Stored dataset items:
☆ ☆ ☆ ☆

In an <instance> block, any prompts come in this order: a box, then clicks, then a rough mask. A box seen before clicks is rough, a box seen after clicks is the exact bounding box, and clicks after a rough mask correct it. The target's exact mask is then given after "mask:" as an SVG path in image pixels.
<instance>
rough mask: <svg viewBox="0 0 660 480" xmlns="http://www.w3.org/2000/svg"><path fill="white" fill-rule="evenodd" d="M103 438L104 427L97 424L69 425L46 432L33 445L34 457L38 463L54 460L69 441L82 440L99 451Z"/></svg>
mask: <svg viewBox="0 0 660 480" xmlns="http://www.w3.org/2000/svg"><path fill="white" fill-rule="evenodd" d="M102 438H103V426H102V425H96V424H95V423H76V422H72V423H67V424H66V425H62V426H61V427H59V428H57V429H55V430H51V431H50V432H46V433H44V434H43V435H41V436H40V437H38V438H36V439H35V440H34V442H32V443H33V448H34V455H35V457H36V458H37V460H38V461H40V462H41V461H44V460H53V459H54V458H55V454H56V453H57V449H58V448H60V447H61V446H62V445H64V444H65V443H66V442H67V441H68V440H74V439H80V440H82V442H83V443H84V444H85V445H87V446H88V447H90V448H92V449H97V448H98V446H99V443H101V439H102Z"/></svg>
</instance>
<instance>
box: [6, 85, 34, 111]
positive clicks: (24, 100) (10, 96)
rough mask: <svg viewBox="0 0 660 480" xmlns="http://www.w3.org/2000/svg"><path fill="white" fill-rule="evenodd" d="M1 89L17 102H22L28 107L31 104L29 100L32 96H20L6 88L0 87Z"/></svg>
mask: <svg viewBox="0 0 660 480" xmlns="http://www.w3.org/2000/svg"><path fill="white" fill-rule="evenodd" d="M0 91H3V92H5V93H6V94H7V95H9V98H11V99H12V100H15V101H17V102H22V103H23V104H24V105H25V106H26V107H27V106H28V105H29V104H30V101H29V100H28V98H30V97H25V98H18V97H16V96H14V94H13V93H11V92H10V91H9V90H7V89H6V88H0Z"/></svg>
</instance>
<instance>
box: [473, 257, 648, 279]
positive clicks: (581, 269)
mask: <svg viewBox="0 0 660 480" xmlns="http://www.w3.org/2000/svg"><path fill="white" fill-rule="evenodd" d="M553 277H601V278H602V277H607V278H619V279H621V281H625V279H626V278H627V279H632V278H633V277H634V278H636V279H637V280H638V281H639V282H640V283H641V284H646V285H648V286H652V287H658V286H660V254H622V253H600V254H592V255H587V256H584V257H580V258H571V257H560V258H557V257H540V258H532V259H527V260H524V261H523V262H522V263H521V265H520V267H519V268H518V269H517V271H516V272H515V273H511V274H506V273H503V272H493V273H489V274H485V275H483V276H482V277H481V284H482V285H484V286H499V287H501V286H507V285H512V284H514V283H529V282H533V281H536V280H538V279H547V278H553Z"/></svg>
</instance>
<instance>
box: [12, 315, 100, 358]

☆ ☆ ☆ ☆

→ AIM OF THE TASK
Go through the data and return every record exactly.

→ RESULT OF THIS TASK
In an <instance> block, any prompts come in this order: a box, then clicks, then a rough mask. A box seen before clicks is rough, a box seen after clicks is the exact bounding box, and clicks after a rough mask correct it. The target's exact mask is then given after "mask:" as an SVG path in image pixels.
<instance>
rough mask: <svg viewBox="0 0 660 480" xmlns="http://www.w3.org/2000/svg"><path fill="white" fill-rule="evenodd" d="M103 438L104 427L97 424L69 425L46 432L33 445L34 457L38 463L54 460L69 441L82 440L99 451Z"/></svg>
mask: <svg viewBox="0 0 660 480" xmlns="http://www.w3.org/2000/svg"><path fill="white" fill-rule="evenodd" d="M102 438H103V426H102V425H96V424H95V423H76V422H72V423H67V424H66V425H62V426H61V427H59V428H57V429H55V430H51V431H50V432H46V433H44V434H43V435H41V436H40V437H38V438H36V439H35V440H34V442H32V443H33V448H34V455H35V457H36V458H37V460H38V461H40V462H41V461H44V460H53V459H54V458H55V454H56V453H57V449H58V448H60V447H61V446H62V445H64V444H65V443H66V442H67V441H68V440H74V439H80V440H82V442H83V443H84V444H85V445H87V446H88V447H90V448H92V449H97V448H98V446H99V443H101V439H102Z"/></svg>
</instance>
<instance>
box: [6, 85, 34, 111]
positive clicks: (24, 100) (10, 96)
rough mask: <svg viewBox="0 0 660 480" xmlns="http://www.w3.org/2000/svg"><path fill="white" fill-rule="evenodd" d="M1 89L17 102H22L28 107L31 104L29 100L32 96H20L6 88L0 87Z"/></svg>
mask: <svg viewBox="0 0 660 480" xmlns="http://www.w3.org/2000/svg"><path fill="white" fill-rule="evenodd" d="M0 91H3V92H5V93H6V94H7V95H9V98H11V99H12V100H15V101H17V102H22V103H23V104H24V105H25V106H26V107H27V106H28V105H29V104H30V101H29V100H28V98H30V97H25V98H18V97H16V96H14V94H13V93H11V92H10V91H9V90H7V89H6V88H0Z"/></svg>
</instance>
<instance>
box: [473, 257, 648, 279]
positive clicks: (581, 269)
mask: <svg viewBox="0 0 660 480" xmlns="http://www.w3.org/2000/svg"><path fill="white" fill-rule="evenodd" d="M553 277H601V278H602V277H607V278H619V279H621V281H625V279H626V278H627V279H632V278H633V277H634V278H636V279H637V280H638V281H639V282H640V283H641V284H646V285H648V286H652V287H658V286H660V254H622V253H600V254H592V255H587V256H584V257H580V258H571V257H560V258H557V257H540V258H532V259H527V260H524V261H523V262H522V263H521V265H520V267H519V268H518V269H517V271H516V272H515V273H511V274H506V273H503V272H493V273H489V274H485V275H483V276H482V277H481V284H482V285H484V286H499V287H501V286H507V285H512V284H514V283H529V282H533V281H536V280H538V279H547V278H553Z"/></svg>
</instance>
<instance>
box: [12, 315, 100, 358]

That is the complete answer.